**Set task a:** List each line of the entries below that contains the word "water".

**Extract provided:**
Captivating:

This is a debut novel by Canadian author Deb Elkink. And it is well worth the read.

The novel captivated me from the beginning as Ms. Elkink spins the tale of Mary Grace, aka Agalaia Klassen, a young woman with an identity crisis. The story is spun expertly as we learn more and more of Aglaia's background and her struggle to discover who she really is. Her journey is wrapped up in an old romance and a tragic death, her struggle exacerbated by a university professor who wants to use Aglaia's talents for her own ends.

I found myself wanting to cheer for Aglaia when she moves in the right direction and wanting to hiss at Lou, the professor whose agenda is dangerously close to becoming reality. The characters are well drawn and the skillful writing kept me wondering to the very end who would triumph.

This book is a triumph and I look forward to more from Deb Elkink. She is a skilled writer and powerful story-teller.
— Marcia Laycock, One Smooth Stone


Compelling moral themes:

One of the greatest fallacies today is the denial of history and tradition in an effort to recreate ourselves. For in denying history, we deny God. In Deb Elkink’s debut novel, The Third Grace, this theme runs through a well-crafted story.

In this coming-of-age plot, Mary Grace, 17, seeks to find herself by redefining herself, leaving her past behind. She falls in love with Francois, a high school exchange student, because of his image, not his true character. After an unforgettable summer, Francois is no longer in her life; she leaves her rural Nebraska roots for the big city of Denver. She desires sophistication, replacing humble faith with proud doubt. Francois renamed her Aglaia, after the goddess of beauty in Greek mythology, and she gladly keeps the new name.

**Supplied data:**

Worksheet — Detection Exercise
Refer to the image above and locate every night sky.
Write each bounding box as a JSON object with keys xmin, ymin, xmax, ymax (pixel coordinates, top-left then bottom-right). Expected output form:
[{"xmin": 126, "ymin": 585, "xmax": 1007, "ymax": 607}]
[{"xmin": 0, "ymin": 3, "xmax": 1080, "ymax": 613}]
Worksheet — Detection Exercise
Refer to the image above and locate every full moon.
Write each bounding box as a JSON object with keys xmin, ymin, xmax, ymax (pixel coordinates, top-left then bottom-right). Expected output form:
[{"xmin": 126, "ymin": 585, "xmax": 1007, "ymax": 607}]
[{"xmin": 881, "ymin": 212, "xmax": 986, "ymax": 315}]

==

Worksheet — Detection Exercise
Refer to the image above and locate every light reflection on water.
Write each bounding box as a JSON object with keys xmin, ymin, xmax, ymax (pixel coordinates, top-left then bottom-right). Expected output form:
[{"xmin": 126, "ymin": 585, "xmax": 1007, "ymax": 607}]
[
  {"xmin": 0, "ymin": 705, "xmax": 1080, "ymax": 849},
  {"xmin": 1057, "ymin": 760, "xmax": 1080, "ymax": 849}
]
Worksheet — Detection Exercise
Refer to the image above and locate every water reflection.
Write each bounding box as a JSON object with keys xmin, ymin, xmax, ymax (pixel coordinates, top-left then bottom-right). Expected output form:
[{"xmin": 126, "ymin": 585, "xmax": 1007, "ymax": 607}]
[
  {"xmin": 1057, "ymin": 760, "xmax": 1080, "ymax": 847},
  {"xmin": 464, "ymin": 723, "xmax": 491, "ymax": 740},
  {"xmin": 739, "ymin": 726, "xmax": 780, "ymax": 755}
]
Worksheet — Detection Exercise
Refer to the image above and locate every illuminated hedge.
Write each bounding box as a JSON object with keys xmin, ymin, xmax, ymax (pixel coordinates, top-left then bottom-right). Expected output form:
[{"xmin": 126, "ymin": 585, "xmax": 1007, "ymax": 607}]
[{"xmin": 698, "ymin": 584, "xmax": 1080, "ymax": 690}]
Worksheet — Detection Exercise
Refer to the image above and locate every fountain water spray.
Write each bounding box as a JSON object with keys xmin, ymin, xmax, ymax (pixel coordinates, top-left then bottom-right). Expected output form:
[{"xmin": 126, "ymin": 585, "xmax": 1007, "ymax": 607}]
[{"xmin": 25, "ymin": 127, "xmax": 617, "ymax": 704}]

**Set task b:** According to the book reviews above, why does Mary Grace go by the name Aglaia?

**Exercise output a:**
Refer to the image above and locate every light reflection on water.
Refer to the image above and locate every water reflection.
Refer to the image above and locate every fountain water spray.

**Exercise output b:** Francois, the exchange student she fell in love with, renamed her Aglaia after the goddess of beauty in Greek mythology. She gladly kept the new name.